_Task details_
Can you copy out all of the data below, line for line, without changing a single character?

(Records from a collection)

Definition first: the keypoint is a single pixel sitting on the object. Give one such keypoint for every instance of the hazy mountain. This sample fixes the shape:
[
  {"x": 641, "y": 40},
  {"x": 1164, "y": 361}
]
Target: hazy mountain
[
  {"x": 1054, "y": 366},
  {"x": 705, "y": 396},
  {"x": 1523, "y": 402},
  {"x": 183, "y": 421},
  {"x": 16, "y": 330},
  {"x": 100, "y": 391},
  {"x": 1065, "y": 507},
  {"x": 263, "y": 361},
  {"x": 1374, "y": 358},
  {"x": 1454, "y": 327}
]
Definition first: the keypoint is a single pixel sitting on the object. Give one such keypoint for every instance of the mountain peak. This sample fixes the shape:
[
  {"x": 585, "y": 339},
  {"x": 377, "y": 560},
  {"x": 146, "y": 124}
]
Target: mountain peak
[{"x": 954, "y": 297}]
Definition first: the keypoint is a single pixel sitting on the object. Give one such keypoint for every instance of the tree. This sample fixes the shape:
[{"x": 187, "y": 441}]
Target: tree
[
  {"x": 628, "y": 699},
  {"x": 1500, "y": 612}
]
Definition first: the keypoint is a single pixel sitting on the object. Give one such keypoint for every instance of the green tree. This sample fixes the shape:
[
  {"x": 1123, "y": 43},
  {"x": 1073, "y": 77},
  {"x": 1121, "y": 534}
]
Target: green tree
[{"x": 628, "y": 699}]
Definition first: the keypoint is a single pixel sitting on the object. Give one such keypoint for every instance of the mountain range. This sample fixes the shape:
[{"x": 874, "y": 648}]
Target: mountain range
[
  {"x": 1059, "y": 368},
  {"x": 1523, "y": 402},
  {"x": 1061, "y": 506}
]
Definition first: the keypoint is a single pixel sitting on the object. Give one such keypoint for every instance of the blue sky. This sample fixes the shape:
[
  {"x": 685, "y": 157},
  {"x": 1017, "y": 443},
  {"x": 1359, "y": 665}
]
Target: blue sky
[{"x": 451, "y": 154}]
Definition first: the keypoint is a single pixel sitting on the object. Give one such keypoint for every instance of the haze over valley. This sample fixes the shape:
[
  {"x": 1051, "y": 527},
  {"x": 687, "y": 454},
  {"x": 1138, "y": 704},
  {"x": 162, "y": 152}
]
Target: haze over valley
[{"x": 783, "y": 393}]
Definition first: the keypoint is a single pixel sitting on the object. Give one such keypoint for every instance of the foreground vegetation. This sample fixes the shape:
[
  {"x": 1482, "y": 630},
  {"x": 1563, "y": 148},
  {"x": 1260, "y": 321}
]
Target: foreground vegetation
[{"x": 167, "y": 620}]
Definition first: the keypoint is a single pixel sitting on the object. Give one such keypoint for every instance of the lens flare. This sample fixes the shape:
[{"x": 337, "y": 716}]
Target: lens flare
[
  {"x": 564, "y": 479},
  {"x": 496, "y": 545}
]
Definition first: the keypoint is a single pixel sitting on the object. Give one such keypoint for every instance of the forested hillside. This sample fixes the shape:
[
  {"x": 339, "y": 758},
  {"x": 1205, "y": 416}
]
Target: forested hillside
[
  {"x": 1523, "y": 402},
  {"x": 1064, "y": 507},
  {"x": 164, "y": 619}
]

_Finished task_
Definition first: the keypoint is a single pixel sitting on the object. Give one such keypoint for every instance of the hazy mountain. This sample fixes the shape:
[
  {"x": 641, "y": 40},
  {"x": 1164, "y": 361}
]
Target: hazy mountain
[
  {"x": 1054, "y": 366},
  {"x": 705, "y": 396},
  {"x": 1523, "y": 402},
  {"x": 183, "y": 421},
  {"x": 16, "y": 330},
  {"x": 100, "y": 391},
  {"x": 1065, "y": 507},
  {"x": 263, "y": 361},
  {"x": 1374, "y": 358},
  {"x": 1454, "y": 327}
]
Definition first: the keypoint is a single pixel sitting on the object. Give one such keypoint for every instance of the mountain peak. This sample fixes the shape:
[
  {"x": 585, "y": 339},
  {"x": 377, "y": 560},
  {"x": 146, "y": 124}
]
Target: mountain peak
[{"x": 954, "y": 297}]
Definition first: the keypoint is a single pixel sitting on the object. Give one such keypoint for every instance of the tree. This sample fixes the shape:
[{"x": 187, "y": 441}]
Target: tree
[
  {"x": 628, "y": 699},
  {"x": 1500, "y": 612}
]
Definition first: the keypoint is a single pixel sitting on the object. Give one such keypoint for every instance of the green tree. This sample fixes the shape:
[
  {"x": 1123, "y": 43},
  {"x": 1073, "y": 77},
  {"x": 1121, "y": 534}
]
Target: green tree
[{"x": 628, "y": 699}]
Definition first: the keypoint is a single pixel sitting on the object. Give one such keypoint for every instance of the mountain range. This sample fixes the shape:
[{"x": 874, "y": 648}]
Target: mountain range
[
  {"x": 1059, "y": 368},
  {"x": 1523, "y": 402},
  {"x": 1061, "y": 506}
]
Definition first: the keypoint is a single pixel sitting on the object. Give one such keypoint for every instance of the blue sky. This sample fixes the shape:
[
  {"x": 685, "y": 157},
  {"x": 1017, "y": 443},
  {"x": 1359, "y": 665}
]
Target: blue sky
[{"x": 451, "y": 154}]
Definition first: the keypoint is a single pixel sitting on the object. Give one such keypoint for every instance of the haze over valley. This sample fixes the shape:
[
  {"x": 1051, "y": 527},
  {"x": 687, "y": 454},
  {"x": 1138, "y": 704},
  {"x": 162, "y": 152}
]
Target: haze over valley
[{"x": 783, "y": 393}]
Definition first: the keypoint is a single pixel sitting on the object. Give one such keypoint for every instance of the foreground vegetation. This sample fixes the shape:
[
  {"x": 1482, "y": 630},
  {"x": 1563, "y": 148},
  {"x": 1260, "y": 321}
]
Target: foreground vegetation
[{"x": 167, "y": 620}]
Definition first: the keypoint is a single pixel sitting on the object. Give one such keypoint for every instance of the lens flare. This sample fixes the shape:
[{"x": 337, "y": 716}]
Target: lens flare
[
  {"x": 564, "y": 479},
  {"x": 496, "y": 545}
]
Definition first: the keypoint is a single pixel sitting on the object. Give one such keypoint for every instance of the forested hillside. This sample fixes the shape:
[
  {"x": 339, "y": 758},
  {"x": 1205, "y": 416}
]
Target: forested hillside
[
  {"x": 1523, "y": 402},
  {"x": 1064, "y": 507},
  {"x": 164, "y": 619}
]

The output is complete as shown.